[Exercise passage]
Monday, November 26, 2012

Sometimes I wonder

If nursing is really for me. It's hard to remember the good days when the bad days stand out so prominently in my mind. I know I've grown as a nurse since I started working in August 2011. My confidence in my skills have far surpassed what I thought I could ever accomplish yet, each day I feel like I take one step forward and two steps back. Three steps back on those days where I do something that makes me question my future as a nurse. It's the tiny things that bog me down. Not calling the doctor about things that I probably should have. Not important things like blood sugars, elevated bp, critical labs, but small things that in retrospect I should have known to call about but didn't even think about. I feel incompetent sometimes. I've been doing this nursing thing for 15 months and yet I still feel like a newbie.

Everyone talks about this miracle 'ah ha' moment after your first year and I have to say I haven't had that moment yet. Sure, I know more about what's going on than the new GEMS on the floor. I know procedures, paperwork, who to call about what (sometimes...). I know how to handle family members to a degree. I've had my fair share of unruly patients and I think I've handled them to the best of my ability. Nursing school doesn't teach you about paperwork, mean doctors, the fact that if anything isn't done by another department it's the nurse's fault. They don't show you the 'mean side' of nursing. I wish they would. I very much doubt students would continue the course if they were repeatedly yelled at my doctors during preceptorship, had to deal with alcoholics hitting them spitting and cursing at them, rude family members who think they deserve all of your attention and who treat you like a waitress rather than a professional.
[/Exercise passage]
**Your tasks**
(1) In the nursing blog post, from "Monday, November 26, 2012" to "like a newbie.", swap "doctor" for "physician".
(2) According to the nursing blog post, when did the writer start working as a nurse?
(3) Write the next part of the nursing blog post, picking up after its last sentence.
[Listed entries]
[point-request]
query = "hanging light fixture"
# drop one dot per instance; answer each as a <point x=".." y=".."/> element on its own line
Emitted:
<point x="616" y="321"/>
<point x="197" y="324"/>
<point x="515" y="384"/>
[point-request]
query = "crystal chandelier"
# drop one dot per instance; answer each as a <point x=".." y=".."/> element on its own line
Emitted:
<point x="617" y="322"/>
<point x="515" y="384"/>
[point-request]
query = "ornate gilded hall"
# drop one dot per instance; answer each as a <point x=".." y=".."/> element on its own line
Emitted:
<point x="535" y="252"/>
[/Listed entries]
**Answers in order**
(1)
Monday, November 26, 2012

Sometimes I wonder

If nursing is really for me. It's hard to remember the good days when the bad days stand out so prominently in my mind. I know I've grown as a nurse since I started working in August 2011. My confidence in my skills have far surpassed what I thought I could ever accomplish yet, each day I feel like I take one step forward and two steps back. Three steps back on those days where I do something that makes me question my future as a nurse. It's the tiny things that bog me down. Not calling the physician about things that I probably should have. Not important things like blood sugars, elevated bp, critical labs, but small things that in retrospect I should have known to call about but didn't even think about. I feel incompetent sometimes. I've been doing this nursing thing for 15 months and yet I still feel like a newbie.

(2) In August 2011.

(3)
Had the rose colored glasses of nursing school been taken off prior to my senior year I would have changed majors. Yet, here I am. Stuck in a profession that I'm beginning to hate. I've spent more time looking for a job, any job, to take me away from the hospital or nursing in general. If I had more good days than bad I would like my job. I wouldn't mind waking up and going in to take care of patients. I'd actually enjoy my job. Thing is, I've had more bad days and those days have made me regret wasting 5 years of my life studying late into the night to pass an exam to get into nursing school. It has made me regret walking in the freezing cold to catch a bus to go to class to take classes that would ultimately lead me to where I am now.

Had I known what I know now about nursing I wouldn't have gone down this path. I'd be free of this gray cloud that hovers over my head an hour before I have to go to work. I wouldn't cry every day just thinking about how I absolutely hate taking care of people who don't appreciate it.

Nursing really isn't for me and I think I've finally figured that out. I may return to school to pursue something less stressful. The only thing that's keeping me at my current job is the pay and my coworkers. I didn't have any money before I started working and I'm sure I will find nice coworkers elsewhere.

Nursing isn't meant to for everyone. It's definitely not meant for me. I'm happy to finally admit that.